It was my first lesson on the Aboriginal people of Canada, but also my last. During my four years in high school, I was taught nothing about Aboriginal culture (unless racist jokes and discussions that went against indigenous movements count?). The educational system failed to inform me about the General Allotment Act, the Indian Reorganization Act, the Indian Act, the assimilation experiments on concentration camp, Dear Island, the 60’s Scoop, the Trail of Tears, the long-term effects of residential schools, treaty violations and so much more. Why weren’t those in the curriculum? Why weren’t those discussed in classrooms?

It’s in the course Introduction to Aboriginal Studies at the University of Ottawa that I got a glimpse of the history, misconceptions and stereotypes of Indigenous peoples, not only in Canada but all around the world. My first boyfriend and his family are aboriginal and I was able to learn more about who they are as a community and their beautiful way of life. My perception on Aboriginal peoples has changed drastically. If it hadn’t been for that little 3 credit bonus point, easy elective, last minute decision class…and the luck I had to be part of an aboriginal family through my boyfriend at the time, I still would live with the false ideologies and perceptions towards Indigenous peoples, and this is what I find truly concerning. There remains a large number of Canadians who are misinformed and I wonder how they are going to know the truth. I think of all those who do not have the opportunities I had, and how they will remain ignorant. Not necessarily their fault, but due to the lack of information and awareness in our Canadian societies.

I don’t blame my parents or my teachers for my lack of knowledge about our true history because I am aware that they learned it the same way I did. They, like any other Canadian, didn’t have the opportunity to learn about the true history of our country. That’s somewhat the problem isn’t it? We have generations and generations of false information about our history. And we seem to think that history is part of the past but that’s false. Our history is transmitted in the stories we share about the past to future generations. Over the years, we have placed the Indigenous peoples under a microscope, similarly the same way a scientist would do with an insect. The one who observes has the power to define. Then, we learn about our history and realities based on these definitions and interpretations that are most often false.

I now feel privileged to be learning about different Aboriginal cultures in Canada. I’m learning a lot about their defeats and sufferings, the challenges they have faced and the ones they are still facing today. Even with their difficult past, it’s amazing to see how they have been able to overcome the burdens placed on them and how they continue to defy their challenges. Sadly, the healing and rehabilitation process of these lost cultures won’t be possible if not all Canadians are mindful and aware of what went on and what is still going on today.

No one here should feel colonial guilt for what our ancestors have done and the mess and despair they have caused. We are not responsible for their actions, however, we are fully responsible for today and the course of this country. I think that together as a community, with the support of Government initiatives, educational institutions and organizations, we can properly educate our country about our history. Together, we can raise awareness and eliminate false ideas about Aboriginal peoples. Society’s fixed and most often discriminatory opinions towards Aboriginals people can be eliminated if everyone is given the opportunity to learn the facts – an opportunity I wasn’t given until the age of 19.

I know I’m just a ‘’white girl’’ talking about large matters that I have so much left to learn about. I might not fully understand what it means to be Aboriginal in our world today, but I’m trying. These courses, readings and discussions with Aboriginal individuals have helped me understand that whether someone is First Nations, Métis, Inuit or non-status, we are all united as one. I hope we walk into the future together and continue on this path towards mutual respect and reconciliation. There is still so much for all of us to learn.

Records provided ::
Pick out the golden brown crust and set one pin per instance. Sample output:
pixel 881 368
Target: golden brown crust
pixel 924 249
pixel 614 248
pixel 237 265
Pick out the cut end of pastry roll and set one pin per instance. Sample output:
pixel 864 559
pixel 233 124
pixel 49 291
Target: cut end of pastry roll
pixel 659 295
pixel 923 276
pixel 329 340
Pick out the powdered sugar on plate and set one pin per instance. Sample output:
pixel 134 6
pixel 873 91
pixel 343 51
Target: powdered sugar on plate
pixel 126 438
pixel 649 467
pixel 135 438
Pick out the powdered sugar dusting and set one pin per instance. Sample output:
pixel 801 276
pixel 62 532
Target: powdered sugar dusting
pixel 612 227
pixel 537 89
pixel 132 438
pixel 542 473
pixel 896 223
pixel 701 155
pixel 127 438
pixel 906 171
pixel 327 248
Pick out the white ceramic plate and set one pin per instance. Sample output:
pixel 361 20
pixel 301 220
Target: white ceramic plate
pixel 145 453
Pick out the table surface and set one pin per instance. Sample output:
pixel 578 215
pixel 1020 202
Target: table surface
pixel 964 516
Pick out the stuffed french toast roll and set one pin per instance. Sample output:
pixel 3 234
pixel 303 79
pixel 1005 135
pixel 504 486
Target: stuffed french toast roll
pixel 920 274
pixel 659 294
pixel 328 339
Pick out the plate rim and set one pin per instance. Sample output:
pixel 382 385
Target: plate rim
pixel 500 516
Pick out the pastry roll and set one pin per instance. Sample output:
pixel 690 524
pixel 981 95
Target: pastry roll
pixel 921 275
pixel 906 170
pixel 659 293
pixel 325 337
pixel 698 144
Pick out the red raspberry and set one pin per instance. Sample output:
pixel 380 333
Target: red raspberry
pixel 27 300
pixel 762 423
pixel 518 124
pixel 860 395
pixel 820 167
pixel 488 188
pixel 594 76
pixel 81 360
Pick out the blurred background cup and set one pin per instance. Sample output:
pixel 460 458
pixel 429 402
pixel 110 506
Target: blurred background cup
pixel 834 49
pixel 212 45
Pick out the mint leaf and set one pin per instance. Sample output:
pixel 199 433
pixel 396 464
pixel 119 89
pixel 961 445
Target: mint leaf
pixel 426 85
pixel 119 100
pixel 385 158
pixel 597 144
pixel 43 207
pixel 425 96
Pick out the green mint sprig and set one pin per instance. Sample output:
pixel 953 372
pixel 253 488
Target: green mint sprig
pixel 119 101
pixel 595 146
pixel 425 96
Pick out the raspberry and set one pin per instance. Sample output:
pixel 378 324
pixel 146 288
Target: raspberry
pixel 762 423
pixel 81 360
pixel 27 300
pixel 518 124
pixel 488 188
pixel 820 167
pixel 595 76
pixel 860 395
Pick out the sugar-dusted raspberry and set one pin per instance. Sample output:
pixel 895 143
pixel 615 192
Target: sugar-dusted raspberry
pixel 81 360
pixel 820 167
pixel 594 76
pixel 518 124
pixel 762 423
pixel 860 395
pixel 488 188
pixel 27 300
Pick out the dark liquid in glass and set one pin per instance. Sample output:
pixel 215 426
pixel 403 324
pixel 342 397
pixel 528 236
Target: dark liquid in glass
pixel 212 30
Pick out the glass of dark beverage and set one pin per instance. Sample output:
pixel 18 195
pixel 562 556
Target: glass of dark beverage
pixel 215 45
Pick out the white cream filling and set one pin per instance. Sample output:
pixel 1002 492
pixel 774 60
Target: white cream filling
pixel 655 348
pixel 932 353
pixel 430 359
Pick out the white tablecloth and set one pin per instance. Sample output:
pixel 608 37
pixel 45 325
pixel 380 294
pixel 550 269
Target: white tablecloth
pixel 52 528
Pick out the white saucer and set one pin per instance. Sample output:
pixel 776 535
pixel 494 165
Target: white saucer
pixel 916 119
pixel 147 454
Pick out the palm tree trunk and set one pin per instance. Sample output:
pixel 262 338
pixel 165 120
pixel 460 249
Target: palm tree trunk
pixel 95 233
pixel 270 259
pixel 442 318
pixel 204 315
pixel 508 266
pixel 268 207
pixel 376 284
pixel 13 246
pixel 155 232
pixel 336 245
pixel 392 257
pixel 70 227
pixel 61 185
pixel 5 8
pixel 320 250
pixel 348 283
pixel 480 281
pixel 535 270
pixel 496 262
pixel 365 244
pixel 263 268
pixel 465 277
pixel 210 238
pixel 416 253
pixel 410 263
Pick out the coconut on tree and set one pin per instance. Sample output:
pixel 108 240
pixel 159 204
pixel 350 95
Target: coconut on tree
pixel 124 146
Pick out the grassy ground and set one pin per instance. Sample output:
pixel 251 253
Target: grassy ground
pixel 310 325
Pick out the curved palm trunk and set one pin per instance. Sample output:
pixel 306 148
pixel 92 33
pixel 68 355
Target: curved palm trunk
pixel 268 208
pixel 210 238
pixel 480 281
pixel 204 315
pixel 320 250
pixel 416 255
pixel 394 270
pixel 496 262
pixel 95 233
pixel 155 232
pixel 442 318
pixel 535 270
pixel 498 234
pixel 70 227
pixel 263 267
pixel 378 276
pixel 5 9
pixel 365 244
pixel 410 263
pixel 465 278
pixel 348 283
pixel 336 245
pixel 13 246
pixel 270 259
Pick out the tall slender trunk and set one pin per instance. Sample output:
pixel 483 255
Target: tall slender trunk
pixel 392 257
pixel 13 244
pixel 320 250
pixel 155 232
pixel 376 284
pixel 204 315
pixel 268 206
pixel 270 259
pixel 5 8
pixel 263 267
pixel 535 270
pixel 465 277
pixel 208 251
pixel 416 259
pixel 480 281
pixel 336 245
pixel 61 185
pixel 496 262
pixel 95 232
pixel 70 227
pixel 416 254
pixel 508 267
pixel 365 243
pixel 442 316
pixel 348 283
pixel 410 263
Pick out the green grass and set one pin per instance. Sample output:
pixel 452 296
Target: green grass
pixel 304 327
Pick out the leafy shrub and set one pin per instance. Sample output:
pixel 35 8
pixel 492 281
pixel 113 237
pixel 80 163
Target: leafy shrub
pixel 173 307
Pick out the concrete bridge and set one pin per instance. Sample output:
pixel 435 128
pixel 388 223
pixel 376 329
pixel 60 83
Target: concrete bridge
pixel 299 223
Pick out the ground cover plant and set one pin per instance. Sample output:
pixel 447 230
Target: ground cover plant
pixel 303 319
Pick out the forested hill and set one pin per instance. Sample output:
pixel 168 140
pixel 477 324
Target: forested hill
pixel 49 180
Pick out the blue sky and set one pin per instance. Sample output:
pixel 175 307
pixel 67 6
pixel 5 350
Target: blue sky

Aim of the task ::
Reproduce, word for word, the stretch of the passage on learning Aboriginal history above from "I don’t blame" through "most often false.".

Answer space ::
I don’t blame my parents or my teachers for my lack of knowledge about our true history because I am aware that they learned it the same way I did. They, like any other Canadian, didn’t have the opportunity to learn about the true history of our country. That’s somewhat the problem isn’t it? We have generations and generations of false information about our history. And we seem to think that history is part of the past but that’s false. Our history is transmitted in the stories we share about the past to future generations. Over the years, we have placed the Indigenous peoples under a microscope, similarly the same way a scientist would do with an insect. The one who observes has the power to define. Then, we learn about our history and realities based on these definitions and interpretations that are most often false.